Records of labeled points:

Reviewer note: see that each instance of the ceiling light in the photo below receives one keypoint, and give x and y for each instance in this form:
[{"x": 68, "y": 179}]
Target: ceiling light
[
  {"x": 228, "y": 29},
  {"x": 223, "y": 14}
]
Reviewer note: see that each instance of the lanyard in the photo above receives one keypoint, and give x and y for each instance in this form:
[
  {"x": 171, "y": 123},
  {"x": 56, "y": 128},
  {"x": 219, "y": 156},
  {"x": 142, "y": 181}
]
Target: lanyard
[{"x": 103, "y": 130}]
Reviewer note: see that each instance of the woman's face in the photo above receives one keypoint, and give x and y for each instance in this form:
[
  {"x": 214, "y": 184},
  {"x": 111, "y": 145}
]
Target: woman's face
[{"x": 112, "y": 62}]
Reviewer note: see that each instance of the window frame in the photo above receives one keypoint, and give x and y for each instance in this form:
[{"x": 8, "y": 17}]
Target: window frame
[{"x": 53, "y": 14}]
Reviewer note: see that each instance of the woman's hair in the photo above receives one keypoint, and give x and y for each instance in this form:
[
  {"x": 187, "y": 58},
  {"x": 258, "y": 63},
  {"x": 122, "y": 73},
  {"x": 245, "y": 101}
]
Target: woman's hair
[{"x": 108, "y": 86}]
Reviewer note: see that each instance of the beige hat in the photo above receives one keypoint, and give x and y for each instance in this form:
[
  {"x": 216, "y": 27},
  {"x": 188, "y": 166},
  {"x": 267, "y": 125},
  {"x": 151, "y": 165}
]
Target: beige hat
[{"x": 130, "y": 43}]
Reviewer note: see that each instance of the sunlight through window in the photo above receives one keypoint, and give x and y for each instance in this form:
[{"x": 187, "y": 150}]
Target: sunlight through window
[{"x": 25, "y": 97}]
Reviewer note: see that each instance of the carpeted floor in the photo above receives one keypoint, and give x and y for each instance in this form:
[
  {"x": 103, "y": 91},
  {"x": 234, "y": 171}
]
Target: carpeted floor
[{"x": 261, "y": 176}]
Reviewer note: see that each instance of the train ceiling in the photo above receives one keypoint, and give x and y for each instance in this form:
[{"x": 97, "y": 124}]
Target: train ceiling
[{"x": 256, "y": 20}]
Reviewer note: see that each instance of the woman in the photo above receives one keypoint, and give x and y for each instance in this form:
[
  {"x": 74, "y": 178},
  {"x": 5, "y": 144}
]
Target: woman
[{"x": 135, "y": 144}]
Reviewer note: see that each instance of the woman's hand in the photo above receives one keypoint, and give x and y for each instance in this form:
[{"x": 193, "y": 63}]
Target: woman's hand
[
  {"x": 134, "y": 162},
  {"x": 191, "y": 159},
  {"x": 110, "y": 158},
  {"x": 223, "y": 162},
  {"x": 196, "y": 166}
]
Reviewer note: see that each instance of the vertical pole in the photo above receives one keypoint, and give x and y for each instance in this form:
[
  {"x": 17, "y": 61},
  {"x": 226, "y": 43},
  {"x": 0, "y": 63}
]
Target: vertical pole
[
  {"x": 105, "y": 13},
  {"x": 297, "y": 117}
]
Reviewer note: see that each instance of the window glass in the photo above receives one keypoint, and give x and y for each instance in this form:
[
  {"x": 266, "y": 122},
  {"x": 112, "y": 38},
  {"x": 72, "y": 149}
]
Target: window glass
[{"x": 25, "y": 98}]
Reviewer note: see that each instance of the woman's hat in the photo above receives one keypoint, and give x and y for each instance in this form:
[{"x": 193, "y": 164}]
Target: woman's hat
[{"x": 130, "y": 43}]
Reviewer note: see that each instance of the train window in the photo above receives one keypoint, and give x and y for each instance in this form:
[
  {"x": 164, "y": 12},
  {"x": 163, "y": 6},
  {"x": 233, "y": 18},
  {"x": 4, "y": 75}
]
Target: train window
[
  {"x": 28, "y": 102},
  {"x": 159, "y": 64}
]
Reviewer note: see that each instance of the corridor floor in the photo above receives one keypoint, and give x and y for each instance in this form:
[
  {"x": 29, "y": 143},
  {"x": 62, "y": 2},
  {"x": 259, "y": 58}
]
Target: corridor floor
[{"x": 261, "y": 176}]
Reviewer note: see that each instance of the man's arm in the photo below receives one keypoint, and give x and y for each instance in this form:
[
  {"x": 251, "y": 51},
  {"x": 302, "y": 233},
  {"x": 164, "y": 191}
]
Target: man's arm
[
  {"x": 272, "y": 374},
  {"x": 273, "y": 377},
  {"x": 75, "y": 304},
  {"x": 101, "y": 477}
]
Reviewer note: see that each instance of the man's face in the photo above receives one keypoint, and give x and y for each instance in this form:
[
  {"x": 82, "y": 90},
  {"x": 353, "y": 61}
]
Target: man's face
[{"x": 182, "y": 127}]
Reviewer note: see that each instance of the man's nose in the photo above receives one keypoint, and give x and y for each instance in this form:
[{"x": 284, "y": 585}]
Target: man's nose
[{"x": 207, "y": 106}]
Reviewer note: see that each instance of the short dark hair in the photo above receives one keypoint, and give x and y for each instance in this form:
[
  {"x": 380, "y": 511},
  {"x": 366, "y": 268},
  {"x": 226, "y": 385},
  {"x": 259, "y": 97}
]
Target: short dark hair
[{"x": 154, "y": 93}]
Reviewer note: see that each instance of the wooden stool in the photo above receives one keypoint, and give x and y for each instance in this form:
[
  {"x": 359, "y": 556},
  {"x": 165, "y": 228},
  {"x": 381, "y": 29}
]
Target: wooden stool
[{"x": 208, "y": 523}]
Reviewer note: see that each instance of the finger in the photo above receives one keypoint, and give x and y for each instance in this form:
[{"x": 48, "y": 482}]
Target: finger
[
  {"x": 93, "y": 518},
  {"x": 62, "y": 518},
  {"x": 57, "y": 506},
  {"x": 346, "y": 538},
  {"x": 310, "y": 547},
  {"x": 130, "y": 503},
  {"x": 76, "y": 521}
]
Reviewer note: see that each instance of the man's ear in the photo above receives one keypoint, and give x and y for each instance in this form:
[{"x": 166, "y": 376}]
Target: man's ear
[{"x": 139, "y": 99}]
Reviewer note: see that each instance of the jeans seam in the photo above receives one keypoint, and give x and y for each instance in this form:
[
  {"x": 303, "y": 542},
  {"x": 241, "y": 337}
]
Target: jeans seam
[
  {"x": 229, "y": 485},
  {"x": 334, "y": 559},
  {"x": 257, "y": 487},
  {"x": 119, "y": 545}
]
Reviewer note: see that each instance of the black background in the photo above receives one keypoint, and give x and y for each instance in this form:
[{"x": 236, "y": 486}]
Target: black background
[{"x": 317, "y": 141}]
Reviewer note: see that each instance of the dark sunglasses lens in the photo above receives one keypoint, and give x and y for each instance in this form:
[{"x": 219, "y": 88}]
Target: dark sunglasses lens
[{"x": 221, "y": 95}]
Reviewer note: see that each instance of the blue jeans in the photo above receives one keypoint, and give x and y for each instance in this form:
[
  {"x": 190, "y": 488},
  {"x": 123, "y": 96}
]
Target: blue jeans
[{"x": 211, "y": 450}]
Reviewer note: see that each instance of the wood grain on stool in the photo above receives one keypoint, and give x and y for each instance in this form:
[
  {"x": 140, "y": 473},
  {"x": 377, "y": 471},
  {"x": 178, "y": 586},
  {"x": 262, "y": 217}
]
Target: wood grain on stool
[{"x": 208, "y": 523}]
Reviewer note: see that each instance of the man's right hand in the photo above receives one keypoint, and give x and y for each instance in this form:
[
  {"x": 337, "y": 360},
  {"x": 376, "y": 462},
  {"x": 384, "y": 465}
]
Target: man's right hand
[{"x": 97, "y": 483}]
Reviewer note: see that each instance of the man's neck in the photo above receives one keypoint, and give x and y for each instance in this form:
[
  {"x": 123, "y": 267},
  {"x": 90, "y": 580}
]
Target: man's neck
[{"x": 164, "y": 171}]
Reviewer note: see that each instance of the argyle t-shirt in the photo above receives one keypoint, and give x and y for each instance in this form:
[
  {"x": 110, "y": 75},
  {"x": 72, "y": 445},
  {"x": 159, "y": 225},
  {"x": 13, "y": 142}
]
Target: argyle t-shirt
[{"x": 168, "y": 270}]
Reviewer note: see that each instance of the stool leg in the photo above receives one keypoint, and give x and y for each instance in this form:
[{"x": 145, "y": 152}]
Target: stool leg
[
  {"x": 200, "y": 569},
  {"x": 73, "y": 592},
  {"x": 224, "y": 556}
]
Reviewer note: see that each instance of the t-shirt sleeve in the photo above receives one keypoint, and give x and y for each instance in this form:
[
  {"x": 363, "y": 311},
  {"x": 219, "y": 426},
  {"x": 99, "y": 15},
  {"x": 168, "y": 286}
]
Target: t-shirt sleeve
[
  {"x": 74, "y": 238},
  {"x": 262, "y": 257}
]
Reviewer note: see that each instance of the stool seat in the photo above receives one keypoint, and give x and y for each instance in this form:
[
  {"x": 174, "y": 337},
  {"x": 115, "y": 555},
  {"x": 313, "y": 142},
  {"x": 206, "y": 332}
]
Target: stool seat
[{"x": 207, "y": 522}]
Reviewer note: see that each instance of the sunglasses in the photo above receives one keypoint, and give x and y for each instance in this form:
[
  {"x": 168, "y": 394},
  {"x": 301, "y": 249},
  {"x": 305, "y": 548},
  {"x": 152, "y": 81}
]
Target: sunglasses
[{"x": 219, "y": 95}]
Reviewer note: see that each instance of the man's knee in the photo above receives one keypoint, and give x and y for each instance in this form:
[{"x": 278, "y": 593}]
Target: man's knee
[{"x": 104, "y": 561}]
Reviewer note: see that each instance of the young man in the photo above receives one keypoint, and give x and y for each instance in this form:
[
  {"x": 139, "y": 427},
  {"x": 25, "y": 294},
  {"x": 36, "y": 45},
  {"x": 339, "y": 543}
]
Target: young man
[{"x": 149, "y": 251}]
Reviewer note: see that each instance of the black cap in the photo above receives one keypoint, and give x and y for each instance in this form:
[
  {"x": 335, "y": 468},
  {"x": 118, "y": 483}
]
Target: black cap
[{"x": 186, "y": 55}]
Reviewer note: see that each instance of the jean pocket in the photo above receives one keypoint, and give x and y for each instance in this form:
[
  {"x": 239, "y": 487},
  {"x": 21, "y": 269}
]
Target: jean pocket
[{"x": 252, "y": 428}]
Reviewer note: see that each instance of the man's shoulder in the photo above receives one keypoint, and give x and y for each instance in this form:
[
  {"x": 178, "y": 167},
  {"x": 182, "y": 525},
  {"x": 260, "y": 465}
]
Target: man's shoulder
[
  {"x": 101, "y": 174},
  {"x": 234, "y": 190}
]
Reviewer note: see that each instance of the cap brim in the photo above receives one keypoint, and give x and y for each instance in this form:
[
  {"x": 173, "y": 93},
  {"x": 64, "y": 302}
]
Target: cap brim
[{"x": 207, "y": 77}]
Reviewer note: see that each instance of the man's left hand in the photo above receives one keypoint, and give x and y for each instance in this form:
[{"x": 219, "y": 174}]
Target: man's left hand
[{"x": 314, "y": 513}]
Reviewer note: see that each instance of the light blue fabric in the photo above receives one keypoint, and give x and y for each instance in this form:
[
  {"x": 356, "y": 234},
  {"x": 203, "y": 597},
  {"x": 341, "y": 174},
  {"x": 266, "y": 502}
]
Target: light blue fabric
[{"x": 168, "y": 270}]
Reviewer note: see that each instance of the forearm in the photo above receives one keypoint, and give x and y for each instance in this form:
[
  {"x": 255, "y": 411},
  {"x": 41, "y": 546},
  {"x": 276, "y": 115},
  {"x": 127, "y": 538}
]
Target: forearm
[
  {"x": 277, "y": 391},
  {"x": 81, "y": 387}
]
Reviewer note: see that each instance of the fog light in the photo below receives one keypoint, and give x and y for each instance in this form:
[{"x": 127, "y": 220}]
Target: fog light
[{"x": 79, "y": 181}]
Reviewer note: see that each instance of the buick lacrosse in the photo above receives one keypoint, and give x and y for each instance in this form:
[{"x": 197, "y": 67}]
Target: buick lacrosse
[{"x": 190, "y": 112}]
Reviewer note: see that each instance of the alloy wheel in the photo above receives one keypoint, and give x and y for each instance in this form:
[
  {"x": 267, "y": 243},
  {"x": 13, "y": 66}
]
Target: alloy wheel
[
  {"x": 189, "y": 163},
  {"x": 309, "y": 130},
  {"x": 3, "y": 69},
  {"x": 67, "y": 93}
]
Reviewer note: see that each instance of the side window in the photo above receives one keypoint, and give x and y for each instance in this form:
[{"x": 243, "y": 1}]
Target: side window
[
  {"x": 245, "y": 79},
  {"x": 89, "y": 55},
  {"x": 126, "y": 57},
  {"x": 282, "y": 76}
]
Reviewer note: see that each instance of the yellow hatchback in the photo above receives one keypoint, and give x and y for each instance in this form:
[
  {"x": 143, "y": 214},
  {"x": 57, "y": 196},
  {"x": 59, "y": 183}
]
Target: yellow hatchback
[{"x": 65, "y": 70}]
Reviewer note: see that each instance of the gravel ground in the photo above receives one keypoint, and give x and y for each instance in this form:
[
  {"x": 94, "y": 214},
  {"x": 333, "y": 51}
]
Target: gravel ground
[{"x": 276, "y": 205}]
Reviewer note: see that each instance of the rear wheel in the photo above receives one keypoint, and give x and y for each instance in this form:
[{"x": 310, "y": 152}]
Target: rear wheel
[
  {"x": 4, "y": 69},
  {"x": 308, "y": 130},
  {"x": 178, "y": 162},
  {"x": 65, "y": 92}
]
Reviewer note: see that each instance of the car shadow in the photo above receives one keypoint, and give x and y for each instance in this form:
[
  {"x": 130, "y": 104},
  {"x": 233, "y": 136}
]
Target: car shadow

GIVEN TASK: Give the lines from the one containing "Reviewer note: see that each instance of the fog" through the end of the entries again, exactly as written and with no other lines.

TASK RESPONSE:
Reviewer note: see that each instance of the fog light in the photo below receives one keypoint, and give x and y for each instance in this form:
[{"x": 127, "y": 220}]
Target: fog light
[{"x": 79, "y": 181}]
Reviewer note: see that each instance of the buick lacrosse in the photo above receives one keypoint, and give x and y for each instance in this form:
[{"x": 197, "y": 67}]
Target: buick lacrosse
[{"x": 190, "y": 112}]
Reviewer note: see that each instance of the alloy wheel in the photo above receives one keypoint, and give x and y for each instance in this form:
[
  {"x": 267, "y": 243},
  {"x": 13, "y": 66}
]
Target: alloy wheel
[
  {"x": 189, "y": 163},
  {"x": 309, "y": 130},
  {"x": 3, "y": 69},
  {"x": 67, "y": 93}
]
Reviewer note: see that each instance of the side window in the photo above receives one keypoint, and give x and y for each instance in this form:
[{"x": 243, "y": 1}]
Target: side window
[
  {"x": 245, "y": 79},
  {"x": 89, "y": 55},
  {"x": 126, "y": 57},
  {"x": 282, "y": 76}
]
Reviewer note: see that each instance of the yellow hatchback in the photo above receives one keypoint, and give x and y for each instance in this form:
[
  {"x": 143, "y": 214},
  {"x": 57, "y": 196},
  {"x": 59, "y": 183}
]
Target: yellow hatchback
[{"x": 65, "y": 70}]
Reviewer note: see that each instance of the gravel ground in the photo above receives one keypoint, and give x and y for each instance in this form:
[
  {"x": 94, "y": 214},
  {"x": 333, "y": 51}
]
Target: gravel ground
[{"x": 276, "y": 205}]
Reviewer note: see that each instance of the rear wheel in the photo above receives one keypoint, and give x and y for each instance in this form:
[{"x": 310, "y": 152}]
Target: rear wheel
[
  {"x": 4, "y": 69},
  {"x": 308, "y": 130},
  {"x": 178, "y": 162},
  {"x": 65, "y": 92}
]
Reviewer note: see that each instance of the car shadow in the photo above receives one keypoint, and give x and y for each instance in this form:
[
  {"x": 130, "y": 104},
  {"x": 233, "y": 136}
]
Target: car shadow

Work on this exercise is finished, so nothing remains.